Your task:
Both the line below containing "Find every instance of the window and" and the line containing "Target: blue sky", along with every line between them, should be repeated exactly; no other line belongs in the answer.

Raw data:
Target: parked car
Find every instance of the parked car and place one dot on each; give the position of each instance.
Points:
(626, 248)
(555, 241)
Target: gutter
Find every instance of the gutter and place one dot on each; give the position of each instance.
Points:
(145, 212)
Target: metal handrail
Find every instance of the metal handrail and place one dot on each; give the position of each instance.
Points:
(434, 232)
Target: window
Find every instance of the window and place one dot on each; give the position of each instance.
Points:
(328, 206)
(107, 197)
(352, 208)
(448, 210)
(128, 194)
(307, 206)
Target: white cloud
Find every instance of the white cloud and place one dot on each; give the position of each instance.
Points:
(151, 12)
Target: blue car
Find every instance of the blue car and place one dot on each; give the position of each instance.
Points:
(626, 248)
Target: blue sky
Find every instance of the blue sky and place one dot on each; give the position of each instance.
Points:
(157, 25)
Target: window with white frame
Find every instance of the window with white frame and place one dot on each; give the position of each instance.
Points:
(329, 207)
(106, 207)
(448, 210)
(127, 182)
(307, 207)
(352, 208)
==
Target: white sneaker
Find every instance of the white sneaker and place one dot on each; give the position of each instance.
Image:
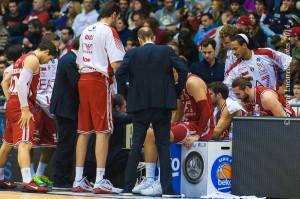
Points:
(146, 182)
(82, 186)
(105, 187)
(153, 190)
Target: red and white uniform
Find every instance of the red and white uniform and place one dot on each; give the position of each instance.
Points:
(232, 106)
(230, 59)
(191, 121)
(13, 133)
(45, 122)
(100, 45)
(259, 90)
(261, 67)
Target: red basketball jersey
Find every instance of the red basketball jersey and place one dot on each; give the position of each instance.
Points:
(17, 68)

Completed task:
Find every instance of the window and place one dot on each; give the position of each instance.
Points:
(328, 206)
(107, 197)
(352, 208)
(448, 210)
(128, 194)
(307, 206)
Target: white cloud
Find every instance of the white cloud and place one dot on each; give the position of each instance.
Points:
(151, 12)
Target: blue car
Find every instance of the blue car and place one dot on each; give the position of each instance.
Points:
(626, 248)
Target: blue sky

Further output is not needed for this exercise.